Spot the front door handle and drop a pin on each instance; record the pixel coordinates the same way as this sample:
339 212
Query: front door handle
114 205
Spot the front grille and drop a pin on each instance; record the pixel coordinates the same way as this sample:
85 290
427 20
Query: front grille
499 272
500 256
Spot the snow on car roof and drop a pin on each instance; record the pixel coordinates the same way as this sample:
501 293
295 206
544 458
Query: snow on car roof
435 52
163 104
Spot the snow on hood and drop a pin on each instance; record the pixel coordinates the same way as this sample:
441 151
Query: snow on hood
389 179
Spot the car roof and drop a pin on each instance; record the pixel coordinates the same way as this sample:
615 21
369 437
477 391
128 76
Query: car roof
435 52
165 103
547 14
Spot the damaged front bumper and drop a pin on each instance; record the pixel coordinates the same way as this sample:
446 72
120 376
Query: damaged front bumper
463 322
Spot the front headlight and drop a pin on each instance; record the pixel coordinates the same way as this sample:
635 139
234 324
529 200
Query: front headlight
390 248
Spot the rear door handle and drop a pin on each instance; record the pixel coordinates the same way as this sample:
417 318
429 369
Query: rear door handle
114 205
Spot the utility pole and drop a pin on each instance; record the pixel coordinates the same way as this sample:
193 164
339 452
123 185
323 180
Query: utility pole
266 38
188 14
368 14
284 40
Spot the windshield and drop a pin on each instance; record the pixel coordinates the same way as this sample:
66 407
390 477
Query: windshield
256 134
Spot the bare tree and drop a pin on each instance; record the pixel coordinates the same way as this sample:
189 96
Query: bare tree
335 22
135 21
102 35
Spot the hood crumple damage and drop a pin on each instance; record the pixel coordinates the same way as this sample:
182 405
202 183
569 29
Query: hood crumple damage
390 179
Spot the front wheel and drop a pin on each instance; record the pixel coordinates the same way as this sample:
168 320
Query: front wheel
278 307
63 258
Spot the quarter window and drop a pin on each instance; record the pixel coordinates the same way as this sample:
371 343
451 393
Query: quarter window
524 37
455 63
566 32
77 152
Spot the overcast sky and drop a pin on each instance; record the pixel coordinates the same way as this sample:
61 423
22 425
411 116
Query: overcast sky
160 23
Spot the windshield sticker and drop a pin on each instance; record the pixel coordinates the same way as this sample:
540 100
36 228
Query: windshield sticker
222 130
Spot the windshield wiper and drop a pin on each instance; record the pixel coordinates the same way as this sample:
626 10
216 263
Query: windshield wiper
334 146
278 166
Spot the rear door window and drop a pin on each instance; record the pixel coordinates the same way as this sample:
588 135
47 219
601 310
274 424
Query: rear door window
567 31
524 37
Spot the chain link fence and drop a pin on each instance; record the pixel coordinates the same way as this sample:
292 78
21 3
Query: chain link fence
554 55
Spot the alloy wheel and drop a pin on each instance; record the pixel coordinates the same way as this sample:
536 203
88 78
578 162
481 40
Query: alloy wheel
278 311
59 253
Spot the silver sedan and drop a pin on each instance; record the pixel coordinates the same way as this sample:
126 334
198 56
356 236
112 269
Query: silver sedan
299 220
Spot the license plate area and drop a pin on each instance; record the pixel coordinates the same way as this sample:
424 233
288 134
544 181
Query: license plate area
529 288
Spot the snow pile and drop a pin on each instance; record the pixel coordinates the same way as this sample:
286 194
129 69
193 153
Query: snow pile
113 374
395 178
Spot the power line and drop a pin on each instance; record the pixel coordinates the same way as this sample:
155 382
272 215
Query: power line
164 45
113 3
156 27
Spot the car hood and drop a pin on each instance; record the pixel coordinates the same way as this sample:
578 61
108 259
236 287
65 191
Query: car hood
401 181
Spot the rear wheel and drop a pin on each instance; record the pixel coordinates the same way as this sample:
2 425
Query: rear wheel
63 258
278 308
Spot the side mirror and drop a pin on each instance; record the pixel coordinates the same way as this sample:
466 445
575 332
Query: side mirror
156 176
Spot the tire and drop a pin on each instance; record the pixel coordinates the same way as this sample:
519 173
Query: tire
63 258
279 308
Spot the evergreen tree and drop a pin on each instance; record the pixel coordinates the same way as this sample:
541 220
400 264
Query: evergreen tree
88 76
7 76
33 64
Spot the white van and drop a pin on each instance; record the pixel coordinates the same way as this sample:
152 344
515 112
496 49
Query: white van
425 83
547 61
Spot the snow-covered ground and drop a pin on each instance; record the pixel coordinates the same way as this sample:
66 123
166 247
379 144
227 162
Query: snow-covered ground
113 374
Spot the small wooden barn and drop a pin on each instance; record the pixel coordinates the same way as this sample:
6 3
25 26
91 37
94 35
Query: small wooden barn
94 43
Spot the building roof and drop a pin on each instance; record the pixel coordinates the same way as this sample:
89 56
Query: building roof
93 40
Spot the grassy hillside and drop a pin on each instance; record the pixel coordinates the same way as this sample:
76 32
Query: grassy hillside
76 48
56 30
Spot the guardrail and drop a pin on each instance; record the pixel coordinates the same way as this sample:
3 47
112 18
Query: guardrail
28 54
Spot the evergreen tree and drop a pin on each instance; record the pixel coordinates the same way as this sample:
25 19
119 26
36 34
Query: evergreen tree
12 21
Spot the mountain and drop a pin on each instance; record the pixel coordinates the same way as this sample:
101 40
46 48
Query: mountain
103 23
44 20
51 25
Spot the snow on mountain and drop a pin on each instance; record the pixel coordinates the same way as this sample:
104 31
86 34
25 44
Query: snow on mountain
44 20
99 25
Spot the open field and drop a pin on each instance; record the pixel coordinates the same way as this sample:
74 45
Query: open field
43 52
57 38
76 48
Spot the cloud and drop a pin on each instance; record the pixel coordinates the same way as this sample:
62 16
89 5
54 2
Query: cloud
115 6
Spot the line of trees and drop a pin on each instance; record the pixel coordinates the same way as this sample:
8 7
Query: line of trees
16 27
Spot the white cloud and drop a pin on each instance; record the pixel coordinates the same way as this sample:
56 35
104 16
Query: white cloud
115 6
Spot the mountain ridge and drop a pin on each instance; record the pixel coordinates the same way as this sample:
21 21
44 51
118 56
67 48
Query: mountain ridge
# # #
> [How to complete this task] Write out the whole listing verbatim.

> [Finished task]
Spot the front door handle and drop a pin on each instance; record the pixel coordinates the same way as this sample:
339 212
Query: front door handle
114 205
Spot the front grille and drop a pin on each instance; record the pixel coordinates the same way as this sample:
85 290
427 20
Query: front grille
499 272
500 256
Spot the snow on car roof and drop a pin on each instance; record the pixel coordinates the same way as this sample:
501 293
295 206
544 458
Query: snow on car roof
435 52
163 104
Spot the snow on hood and drop a pin on each instance; record the pixel coordinates the same way as this sample:
441 151
Query: snow on hood
389 179
Spot the car roof and drop a pin on each instance; record the pixel coordinates the same way as this sample:
615 21
369 437
477 391
128 76
Query: car roof
435 52
165 103
547 14
Spot the damaged front bumper and drop a pin on each instance; record the pixel coordinates the same way as this sample:
446 72
120 376
Query: damaged front bumper
463 322
Spot the front headlight and drop a pin on each instance; record the pixel coordinates the same way as this sample:
635 139
234 324
529 200
Query: front headlight
390 248
Spot the rear door handle and drop a pin on each instance; record the pixel coordinates the same way as this sample:
417 318
429 369
Query: rear door handle
114 205
Spot the utility pole and drop a pin on each instance; record the pixel coordinates the same way as this sample:
193 164
339 452
123 185
323 180
Query: utility pole
266 38
188 14
368 14
284 40
Spot the windshield and drop a pin on each instance; record the pixel coordinates the same way as this sample:
66 407
390 477
Query: windshield
256 134
Spot the bare tree and drop a pin on each instance; record the pixel coordinates the same way as this sample:
189 96
Query: bare tree
335 22
135 21
102 35
Spot the hood crumple damage and drop a pin on each instance; record the pixel coordinates the same way as this sample:
182 405
202 183
569 29
Query: hood crumple damage
390 179
Spot the front wheel and drop a pin on each instance; record the pixel coordinates the same way as this sample:
168 320
Query: front wheel
278 307
63 258
Spot the quarter window and drop a pin on each instance; record the pixel coordinates the same way as this sample:
371 343
451 393
Query: quarter window
524 37
455 63
566 32
77 152
Spot the overcast sky and drop a pin on each instance; record the pixel coordinates the same way as this sample:
61 423
22 425
411 116
Query: overcast sky
160 23
Spot the windshield sticker and drop a pin on each instance; record the pixel coordinates the same way as this sample:
540 100
36 228
Query: windshield sticker
222 130
Spot the windshield wiper and drop a pin on each instance; record the pixel coordinates the same way as this sample:
626 10
216 263
Query: windshield wiper
334 146
278 166
Spot the rear door window and drop a pin on each instance; record the pixel coordinates the same way as this sample:
588 135
47 219
601 310
274 424
Query: rear door window
567 31
524 37
Spot the chain link fence and drop a pin on each instance; record the pixel coordinates the same way as this sample:
292 78
21 3
Query: chain link fence
554 55
Spot the alloy wheel and drop a pin on each instance; record the pixel coordinates the same way as this sample:
536 203
88 78
578 162
481 40
Query: alloy wheel
278 311
59 253
Spot the silver sedan and drop a pin on each instance; record the pixel coordinates the same way as this sample:
126 334
198 56
356 236
112 269
Query: silver sedan
299 220
Spot the license plate area and drop a pin on each instance; record the pixel coordinates the same way as this sample:
424 233
288 134
544 181
Query: license plate area
529 288
Spot the snow pile and drop a pin on each instance; record the pixel coordinates the same way as this sample:
286 194
129 69
193 153
Query: snow pile
113 374
395 178
Spot the power line and drop a pin on each instance; record the pixel coordinates the same way as this sample:
155 382
272 215
Query: power line
164 45
113 3
156 27
Spot the car hood and drop a pin on each instance; record the pixel coordinates the same way as this sample:
578 61
108 259
236 287
65 191
Query: car hood
401 181
Spot the rear wheel and drop a pin on each instance; record the pixel coordinates the same way as this sample:
2 425
Query: rear wheel
63 258
278 308
Spot the side mirror and drop a pin on each instance; record the pixel coordinates the same way as this sample:
466 445
575 332
Query: side mirror
156 176
Spot the tire and drop a pin on each instance; record the pixel coordinates the same way as this sample:
519 173
Query: tire
63 258
279 308
Spot the evergreen tree and drop a pin on each instance; record the pixel coordinates the same way as this sample:
541 220
400 264
Query: evergreen tree
88 76
7 76
33 64
Spot the white van and drop a pin on each instance; record the pixel coordinates the same way as this sample:
152 344
515 112
496 49
Query: white van
425 83
547 61
Spot the snow-covered ground and drop a pin on each instance; record the pixel coordinates the same way as this sample:
66 123
166 247
379 144
227 162
Query: snow-covered ground
113 374
Spot the small wooden barn and drop a pin on each instance; record the pixel coordinates the same way as this sample:
6 3
25 26
91 37
94 35
Query: small wooden barn
94 43
Spot the building roof and drop a pin on each instance; record the pixel coordinates the same way as this sample:
89 56
Query: building roof
93 40
Spot the grassy hillside and drop a pin on each instance; record the pixel coordinates the same way as this sample:
76 32
Query: grassy hillside
76 48
56 30
Spot the guardrail and drop a pin on each instance; record the pixel coordinates the same way as this sample:
3 47
112 18
Query: guardrail
28 54
Spot the evergreen tree and drop a pin on each instance; record the pixel coordinates the same way as this sample:
25 19
119 26
36 34
Query: evergreen tree
12 21
Spot the mountain and drop a pin on each instance; record the pixel coordinates the same way as this sample:
101 40
46 48
Query: mountain
103 23
44 20
51 25
Spot the snow on mountain and drop a pin on each instance; record the pixel coordinates the same way as this sample:
104 31
86 34
25 44
Query: snow on mountain
44 20
99 25
Spot the open field and drop a pin on each instance; record the pixel coordinates the same way as this sample:
74 45
Query: open field
43 52
57 38
76 48
Spot the cloud and drop a pin on each instance; record the pixel coordinates the same way as this sample:
62 16
89 5
54 2
Query: cloud
115 6
Spot the line of trees and drop a pin on each instance; record the pixel coordinates the same way as this sample:
8 7
Query: line of trees
16 27
Spot the white cloud and drop a pin on each instance; record the pixel coordinates the same way as this sample:
56 35
104 16
Query: white cloud
115 6
Spot the mountain ridge and drop a pin on each instance; record the pixel coordinates the same way as this sample:
21 21
44 51
118 56
67 48
Query: mountain ridge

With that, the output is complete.